[Begin]
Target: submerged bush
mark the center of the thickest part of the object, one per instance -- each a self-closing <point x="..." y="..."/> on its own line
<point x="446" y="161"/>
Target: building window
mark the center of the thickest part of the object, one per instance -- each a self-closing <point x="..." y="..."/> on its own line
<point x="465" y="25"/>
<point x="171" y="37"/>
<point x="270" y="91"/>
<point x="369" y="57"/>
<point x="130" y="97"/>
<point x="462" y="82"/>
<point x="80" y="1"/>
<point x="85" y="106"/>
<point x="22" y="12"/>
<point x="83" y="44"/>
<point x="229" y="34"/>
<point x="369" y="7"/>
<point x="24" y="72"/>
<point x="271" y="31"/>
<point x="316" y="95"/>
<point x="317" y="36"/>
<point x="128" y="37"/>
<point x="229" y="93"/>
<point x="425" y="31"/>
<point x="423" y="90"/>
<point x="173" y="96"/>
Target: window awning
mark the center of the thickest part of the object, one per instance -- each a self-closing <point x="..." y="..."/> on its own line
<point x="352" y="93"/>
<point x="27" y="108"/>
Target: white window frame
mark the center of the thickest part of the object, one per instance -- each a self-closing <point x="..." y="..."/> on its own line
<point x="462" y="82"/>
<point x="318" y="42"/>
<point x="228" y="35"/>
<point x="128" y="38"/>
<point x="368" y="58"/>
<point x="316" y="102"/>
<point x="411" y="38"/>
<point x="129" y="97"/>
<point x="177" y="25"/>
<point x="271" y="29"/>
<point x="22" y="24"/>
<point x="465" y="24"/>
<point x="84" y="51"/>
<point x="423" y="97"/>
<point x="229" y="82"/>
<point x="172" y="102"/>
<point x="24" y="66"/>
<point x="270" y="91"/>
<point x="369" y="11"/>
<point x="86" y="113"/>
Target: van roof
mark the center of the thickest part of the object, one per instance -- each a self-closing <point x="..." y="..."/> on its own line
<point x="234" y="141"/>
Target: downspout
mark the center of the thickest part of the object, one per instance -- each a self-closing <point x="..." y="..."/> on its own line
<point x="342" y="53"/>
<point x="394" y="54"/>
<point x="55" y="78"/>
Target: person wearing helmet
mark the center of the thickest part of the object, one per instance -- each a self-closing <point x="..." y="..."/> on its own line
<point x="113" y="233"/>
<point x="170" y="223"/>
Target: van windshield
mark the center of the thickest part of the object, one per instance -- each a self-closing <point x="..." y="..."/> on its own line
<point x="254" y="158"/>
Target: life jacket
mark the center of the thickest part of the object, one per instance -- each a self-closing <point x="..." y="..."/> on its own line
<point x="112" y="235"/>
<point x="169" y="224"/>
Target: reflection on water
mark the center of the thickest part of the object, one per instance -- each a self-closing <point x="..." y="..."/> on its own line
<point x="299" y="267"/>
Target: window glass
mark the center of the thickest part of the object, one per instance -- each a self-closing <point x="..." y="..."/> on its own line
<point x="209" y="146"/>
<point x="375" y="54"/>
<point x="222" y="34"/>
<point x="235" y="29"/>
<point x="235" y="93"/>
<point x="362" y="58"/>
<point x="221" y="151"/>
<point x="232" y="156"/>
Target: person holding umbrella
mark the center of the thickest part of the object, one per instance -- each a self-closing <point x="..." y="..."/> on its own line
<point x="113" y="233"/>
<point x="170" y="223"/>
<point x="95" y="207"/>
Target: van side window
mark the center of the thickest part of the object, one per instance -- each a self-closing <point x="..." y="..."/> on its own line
[End]
→ Required task:
Copy the material above word for word, starting at the line that contains "Target: reflection on water" and continuing through the final line of the material, with both ends included.

→ Finished answer:
Target: reflection on water
mark the center of the thickest part of the object, one per instance -- each a self-closing <point x="..." y="..."/> on its own line
<point x="299" y="267"/>
Target: window glass
mark the center of the thickest part of the object, one per instance -- each a self-closing <point x="..." y="..."/> on its own line
<point x="209" y="146"/>
<point x="375" y="54"/>
<point x="222" y="34"/>
<point x="235" y="29"/>
<point x="235" y="93"/>
<point x="362" y="58"/>
<point x="221" y="151"/>
<point x="232" y="156"/>
Target: person holding umbrella
mark the center of the thickest part of the object, one per instance -- each a self-closing <point x="..." y="..."/> on its own line
<point x="113" y="233"/>
<point x="170" y="223"/>
<point x="95" y="207"/>
Target: van side window
mark the center of the thickest part of the object, one per instance -- each a self-closing <point x="..." y="..."/> on its own line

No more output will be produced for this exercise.